## Task directions
From the essay on cycling in Chicago, set down word for word the part that opens with the words containing "That is why" and closes with "and community members.".

## Source document
● ● ● ●
I had found the respite from my pain that I so desperately needed. Over the next several weeks, I rode as often as I could. It was still a struggle to find the will to get out of bed each day and do basic things like showering and eating, but I pushed through. Each ride gave me more energy to address my problems.
After ignoring my depression for nearly two decades, I decided to do something about it. I began seeing a therapist and started a regimen of medication. Eventually, I returned to work.
I continued to struggle with this mental illness, and it sometimes got the best of me, but I no longer considered suicide. Along with counseling, diet, yoga, and spending time with family and friends, biking is still my one of my greatest weapons against depression.
I know unequivocally that I am alive today because of that ride on the Lakefront Trail a decade ago. This knowledge fuels my current efforts to bring the many benefits of cycling to others in the Black community.
For a host of reasons, many Black Chicagoans have little interest in cycling. Like I once did, they view biking as something for children and White people on the Northside. Very few of them consider biking to be a viable form of transportation.
Some of this disconnection is cultural. Bikes have not been considered cool in Black neighborhoods and we haven’t explored ways to express our own style through our bikes.
Systemic issues are also to blame. For generations, Chicago institutions have unintentionally -- and, in some case, knowingly -- contributed to the divisions of race, class, culture, education, and geography that I am now working hard to bridge.
In this profoundly segregated city, the bicycle advocacy community has been largely White, affluent, and focused on the Northside. Meanwhile, violence prevention and job creation are the top priorities in predominantly Black, Brown, and low- to moderate-income neighborhoods, which means bicycling has not been a primary concern. We all have work to do in order to build a diverse, equitable bike culture.
Another reason the Black community is disconnected from bicycling, is the disparity in bike infrastructure. We don’t bike for transportation because we don’t feel safe doing so on streets. As a result, the city of Chicago hasn’t provided the same density of bike lanes, bike racks, and Divvy stations in our neighborhoods as on the Northside. This vicious cycle needs to end.
That is why I have formed a coalition with fellow black bike advocates Peter Taylor and Shawn Conley to work for a more equitable distribution of bike resources in Chicago. Together, we represent the African American-led groups Slow Roll Chicago, Red Bike and Green, Southside Critical Mass, the Major Taylor Cycling Club of Chicago, and Friends of the Major Taylor Trail. Last month, we released an open letter to the city, state, and other advocates, asking for a fair distribution of resources to Black communities on the Southside and Westside.
Our campaign has received a very positive response. Since then we have begun partnering with the Chicago Department of Transportation, the Mayor’s Bicycle Advisory Council, aldermen, the Active Transportation Alliance, Open Gov Hack Night [co-run by Streetsblog’s Steven Vance], and community members.
Together, we must work to achieve bike equity on the Southside and the Westside, so that bicycle ridership becomes equal throughout the city. That goal requires a higher level of investment in Black communities than in neighborhoods that already have high bike ridership.
I have great faith in the transformative power of bicycles on individuals and on communities. I urgently want Black communities on the Southside and Westside to enjoy the same health, safety, and economic benefits of biking that Northside neighborhoods do. Bicycling saved my life, and I know that it can improve the lives of countless other Black people.
● ● ● ●
(Region descriptions in natural language)
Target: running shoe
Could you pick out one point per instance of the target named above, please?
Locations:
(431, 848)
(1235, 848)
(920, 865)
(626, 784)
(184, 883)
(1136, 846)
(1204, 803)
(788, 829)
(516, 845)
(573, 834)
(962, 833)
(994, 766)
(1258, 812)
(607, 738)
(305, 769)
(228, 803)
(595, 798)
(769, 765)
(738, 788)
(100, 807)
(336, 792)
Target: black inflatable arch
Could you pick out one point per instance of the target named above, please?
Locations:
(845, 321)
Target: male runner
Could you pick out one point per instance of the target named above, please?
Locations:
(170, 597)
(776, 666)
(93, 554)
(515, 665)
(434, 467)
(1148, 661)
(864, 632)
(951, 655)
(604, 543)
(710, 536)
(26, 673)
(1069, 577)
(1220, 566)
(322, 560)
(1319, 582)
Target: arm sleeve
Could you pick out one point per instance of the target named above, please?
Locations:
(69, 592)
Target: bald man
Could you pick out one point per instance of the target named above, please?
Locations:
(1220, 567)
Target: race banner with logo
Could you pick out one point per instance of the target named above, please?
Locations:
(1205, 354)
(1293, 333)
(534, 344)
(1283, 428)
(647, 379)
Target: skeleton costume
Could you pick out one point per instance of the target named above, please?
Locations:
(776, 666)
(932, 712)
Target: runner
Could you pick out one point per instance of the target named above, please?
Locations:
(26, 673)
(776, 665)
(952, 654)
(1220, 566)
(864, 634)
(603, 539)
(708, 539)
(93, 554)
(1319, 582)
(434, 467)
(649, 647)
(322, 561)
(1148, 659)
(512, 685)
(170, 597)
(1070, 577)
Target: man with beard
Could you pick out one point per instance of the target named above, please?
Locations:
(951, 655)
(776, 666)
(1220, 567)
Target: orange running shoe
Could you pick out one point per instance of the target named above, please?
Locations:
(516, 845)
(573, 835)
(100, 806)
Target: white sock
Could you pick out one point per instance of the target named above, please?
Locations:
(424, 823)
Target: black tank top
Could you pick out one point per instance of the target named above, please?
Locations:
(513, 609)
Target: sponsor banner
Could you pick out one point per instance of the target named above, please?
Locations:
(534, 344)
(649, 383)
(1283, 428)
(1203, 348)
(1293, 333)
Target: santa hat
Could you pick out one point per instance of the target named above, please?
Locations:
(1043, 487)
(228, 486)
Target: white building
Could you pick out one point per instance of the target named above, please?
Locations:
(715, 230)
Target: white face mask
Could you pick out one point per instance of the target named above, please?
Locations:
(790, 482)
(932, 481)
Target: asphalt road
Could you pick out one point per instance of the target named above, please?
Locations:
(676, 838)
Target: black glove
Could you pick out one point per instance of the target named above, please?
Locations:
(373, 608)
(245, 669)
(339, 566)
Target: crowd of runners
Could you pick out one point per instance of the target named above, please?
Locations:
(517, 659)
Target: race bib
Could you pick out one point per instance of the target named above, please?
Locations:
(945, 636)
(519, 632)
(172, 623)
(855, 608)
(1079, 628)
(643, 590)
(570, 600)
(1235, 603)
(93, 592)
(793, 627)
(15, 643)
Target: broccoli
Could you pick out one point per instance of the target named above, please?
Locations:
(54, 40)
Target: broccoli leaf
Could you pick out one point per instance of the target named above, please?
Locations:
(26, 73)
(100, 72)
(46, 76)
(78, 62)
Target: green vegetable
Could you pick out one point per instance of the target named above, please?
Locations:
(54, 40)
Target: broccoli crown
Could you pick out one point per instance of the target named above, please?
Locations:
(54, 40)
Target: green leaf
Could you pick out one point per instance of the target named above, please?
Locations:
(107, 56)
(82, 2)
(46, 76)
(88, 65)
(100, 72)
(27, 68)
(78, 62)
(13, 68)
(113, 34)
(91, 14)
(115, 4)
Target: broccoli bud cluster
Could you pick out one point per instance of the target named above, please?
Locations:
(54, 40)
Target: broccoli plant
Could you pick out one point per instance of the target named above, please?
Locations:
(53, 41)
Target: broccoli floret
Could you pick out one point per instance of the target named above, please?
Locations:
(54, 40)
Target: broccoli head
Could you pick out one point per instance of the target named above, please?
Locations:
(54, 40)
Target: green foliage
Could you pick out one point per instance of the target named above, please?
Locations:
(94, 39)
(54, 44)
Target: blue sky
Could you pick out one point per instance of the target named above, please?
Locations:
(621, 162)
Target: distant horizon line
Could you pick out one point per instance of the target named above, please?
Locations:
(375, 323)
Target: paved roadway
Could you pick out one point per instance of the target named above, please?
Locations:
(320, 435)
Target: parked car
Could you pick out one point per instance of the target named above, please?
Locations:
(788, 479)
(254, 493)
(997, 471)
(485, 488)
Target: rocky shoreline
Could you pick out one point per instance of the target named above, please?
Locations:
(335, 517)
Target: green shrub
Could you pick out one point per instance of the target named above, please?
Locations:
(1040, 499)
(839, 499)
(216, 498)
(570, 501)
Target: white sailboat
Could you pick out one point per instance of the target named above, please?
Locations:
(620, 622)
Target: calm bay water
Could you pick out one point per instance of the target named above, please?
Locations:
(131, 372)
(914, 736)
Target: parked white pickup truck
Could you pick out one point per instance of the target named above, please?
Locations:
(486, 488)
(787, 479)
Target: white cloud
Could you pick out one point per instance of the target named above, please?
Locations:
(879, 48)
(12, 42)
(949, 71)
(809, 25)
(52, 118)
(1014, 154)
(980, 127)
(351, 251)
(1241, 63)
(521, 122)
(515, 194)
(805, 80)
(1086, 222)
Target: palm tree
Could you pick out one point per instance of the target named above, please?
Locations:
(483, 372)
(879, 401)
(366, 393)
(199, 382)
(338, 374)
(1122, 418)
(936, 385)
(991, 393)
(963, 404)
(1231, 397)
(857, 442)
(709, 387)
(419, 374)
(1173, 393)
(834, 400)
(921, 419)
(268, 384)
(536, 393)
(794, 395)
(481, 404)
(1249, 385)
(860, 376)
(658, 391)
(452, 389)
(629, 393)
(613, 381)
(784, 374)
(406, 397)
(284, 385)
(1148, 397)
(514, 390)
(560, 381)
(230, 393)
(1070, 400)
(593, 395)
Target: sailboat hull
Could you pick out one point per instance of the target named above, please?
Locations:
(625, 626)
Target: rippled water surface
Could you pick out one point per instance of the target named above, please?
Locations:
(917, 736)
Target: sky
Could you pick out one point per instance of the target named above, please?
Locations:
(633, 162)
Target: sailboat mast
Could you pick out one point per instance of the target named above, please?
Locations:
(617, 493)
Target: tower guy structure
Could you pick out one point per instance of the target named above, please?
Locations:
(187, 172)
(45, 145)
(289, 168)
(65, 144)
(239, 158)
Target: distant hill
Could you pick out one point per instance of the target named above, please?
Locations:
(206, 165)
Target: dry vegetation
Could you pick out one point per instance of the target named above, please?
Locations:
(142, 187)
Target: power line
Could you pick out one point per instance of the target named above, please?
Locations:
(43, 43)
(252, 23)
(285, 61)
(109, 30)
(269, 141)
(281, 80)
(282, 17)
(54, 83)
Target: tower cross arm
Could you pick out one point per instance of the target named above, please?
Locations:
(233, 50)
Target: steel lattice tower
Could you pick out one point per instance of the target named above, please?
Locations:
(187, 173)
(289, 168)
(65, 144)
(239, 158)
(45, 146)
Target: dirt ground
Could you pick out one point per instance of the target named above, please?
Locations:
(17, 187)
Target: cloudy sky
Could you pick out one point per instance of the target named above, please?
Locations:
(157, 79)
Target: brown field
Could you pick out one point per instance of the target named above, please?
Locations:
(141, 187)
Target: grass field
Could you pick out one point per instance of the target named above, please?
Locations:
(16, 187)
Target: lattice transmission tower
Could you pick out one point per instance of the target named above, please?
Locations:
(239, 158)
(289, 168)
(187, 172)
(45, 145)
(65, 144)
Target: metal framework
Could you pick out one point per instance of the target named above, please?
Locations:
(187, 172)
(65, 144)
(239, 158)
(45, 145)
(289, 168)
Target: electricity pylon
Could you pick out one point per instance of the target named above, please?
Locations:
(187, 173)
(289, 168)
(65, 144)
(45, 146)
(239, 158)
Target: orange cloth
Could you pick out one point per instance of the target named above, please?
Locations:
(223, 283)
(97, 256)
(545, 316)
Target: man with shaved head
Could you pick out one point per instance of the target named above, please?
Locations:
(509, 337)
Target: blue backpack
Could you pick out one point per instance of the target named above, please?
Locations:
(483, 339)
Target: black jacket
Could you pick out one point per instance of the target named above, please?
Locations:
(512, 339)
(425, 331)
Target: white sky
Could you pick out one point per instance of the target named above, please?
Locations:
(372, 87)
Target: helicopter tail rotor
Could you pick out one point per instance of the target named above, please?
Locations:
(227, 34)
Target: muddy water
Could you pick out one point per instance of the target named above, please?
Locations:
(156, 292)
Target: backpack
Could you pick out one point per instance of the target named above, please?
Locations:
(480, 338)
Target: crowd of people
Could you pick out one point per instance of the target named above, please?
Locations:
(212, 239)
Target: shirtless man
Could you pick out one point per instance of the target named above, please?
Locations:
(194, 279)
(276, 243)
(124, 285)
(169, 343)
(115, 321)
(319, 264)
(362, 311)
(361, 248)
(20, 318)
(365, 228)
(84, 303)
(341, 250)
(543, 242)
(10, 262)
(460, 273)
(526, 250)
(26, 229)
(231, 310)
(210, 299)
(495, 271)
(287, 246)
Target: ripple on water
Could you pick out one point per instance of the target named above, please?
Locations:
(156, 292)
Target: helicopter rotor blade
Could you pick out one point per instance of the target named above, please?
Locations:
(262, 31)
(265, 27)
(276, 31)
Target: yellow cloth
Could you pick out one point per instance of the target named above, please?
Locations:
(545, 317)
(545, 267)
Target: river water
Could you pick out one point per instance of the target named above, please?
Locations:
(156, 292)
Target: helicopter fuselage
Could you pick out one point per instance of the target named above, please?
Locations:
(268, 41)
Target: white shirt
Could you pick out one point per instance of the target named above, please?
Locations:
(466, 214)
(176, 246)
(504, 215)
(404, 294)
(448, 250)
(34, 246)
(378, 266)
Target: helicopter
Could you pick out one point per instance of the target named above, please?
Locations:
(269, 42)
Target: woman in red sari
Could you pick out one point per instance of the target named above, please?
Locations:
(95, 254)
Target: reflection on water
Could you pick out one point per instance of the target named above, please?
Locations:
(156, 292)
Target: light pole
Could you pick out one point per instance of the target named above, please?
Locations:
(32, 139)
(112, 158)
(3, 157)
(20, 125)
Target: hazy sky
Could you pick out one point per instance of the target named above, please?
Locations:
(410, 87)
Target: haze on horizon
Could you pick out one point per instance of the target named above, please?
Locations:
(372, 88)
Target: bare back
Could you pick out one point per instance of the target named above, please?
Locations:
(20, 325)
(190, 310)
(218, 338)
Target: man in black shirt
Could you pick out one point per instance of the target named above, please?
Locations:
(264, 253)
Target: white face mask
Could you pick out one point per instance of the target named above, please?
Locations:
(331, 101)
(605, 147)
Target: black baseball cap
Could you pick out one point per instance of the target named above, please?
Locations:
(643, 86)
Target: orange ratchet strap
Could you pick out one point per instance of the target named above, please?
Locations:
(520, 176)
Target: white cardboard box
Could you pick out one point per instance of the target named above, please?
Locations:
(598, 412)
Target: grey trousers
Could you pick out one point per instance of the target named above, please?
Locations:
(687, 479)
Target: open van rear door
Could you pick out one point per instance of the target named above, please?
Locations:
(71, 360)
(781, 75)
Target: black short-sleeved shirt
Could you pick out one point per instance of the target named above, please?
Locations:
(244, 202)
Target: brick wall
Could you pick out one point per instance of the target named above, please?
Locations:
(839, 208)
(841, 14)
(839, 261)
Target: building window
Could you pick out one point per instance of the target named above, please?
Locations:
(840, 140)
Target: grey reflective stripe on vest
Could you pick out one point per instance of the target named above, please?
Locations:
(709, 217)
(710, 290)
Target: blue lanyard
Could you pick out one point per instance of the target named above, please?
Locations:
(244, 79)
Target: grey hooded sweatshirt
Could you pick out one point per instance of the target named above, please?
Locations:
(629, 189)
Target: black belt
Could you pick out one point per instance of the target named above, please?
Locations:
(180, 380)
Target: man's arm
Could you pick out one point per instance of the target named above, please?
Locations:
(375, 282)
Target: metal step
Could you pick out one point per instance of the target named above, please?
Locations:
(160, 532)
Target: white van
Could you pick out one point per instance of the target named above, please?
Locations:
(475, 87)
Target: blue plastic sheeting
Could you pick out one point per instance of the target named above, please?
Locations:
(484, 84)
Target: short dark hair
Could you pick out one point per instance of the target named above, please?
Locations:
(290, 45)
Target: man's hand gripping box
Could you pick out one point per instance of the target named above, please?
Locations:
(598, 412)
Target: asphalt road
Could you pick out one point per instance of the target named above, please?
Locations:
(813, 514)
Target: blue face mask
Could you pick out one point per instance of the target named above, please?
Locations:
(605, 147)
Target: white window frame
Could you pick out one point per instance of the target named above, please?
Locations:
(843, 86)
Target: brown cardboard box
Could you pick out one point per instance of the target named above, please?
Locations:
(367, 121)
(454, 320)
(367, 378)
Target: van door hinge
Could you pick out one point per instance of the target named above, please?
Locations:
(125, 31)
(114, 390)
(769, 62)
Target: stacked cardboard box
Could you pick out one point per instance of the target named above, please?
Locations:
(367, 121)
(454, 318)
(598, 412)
● ● ● ●
## Solution below
That is why I have formed a coalition with fellow black bike advocates Peter Taylor and Shawn Conley to work for a more equitable distribution of bike resources in Chicago. Together, we represent the African American-led groups Slow Roll Chicago, Red Bike and Green, Southside Critical Mass, the Major Taylor Cycling Club of Chicago, and Friends of the Major Taylor Trail. Last month, we released an open letter to the city, state, and other advocates, asking for a fair distribution of resources to Black communities on the Southside and Westside.
Our campaign has received a very positive response. Since then we have begun partnering with the Chicago Department of Transportation, the Mayor’s Bicycle Advisory Council, aldermen, the Active Transportation Alliance, Open Gov Hack Night [co-run by Streetsblog’s Steven Vance], and community members.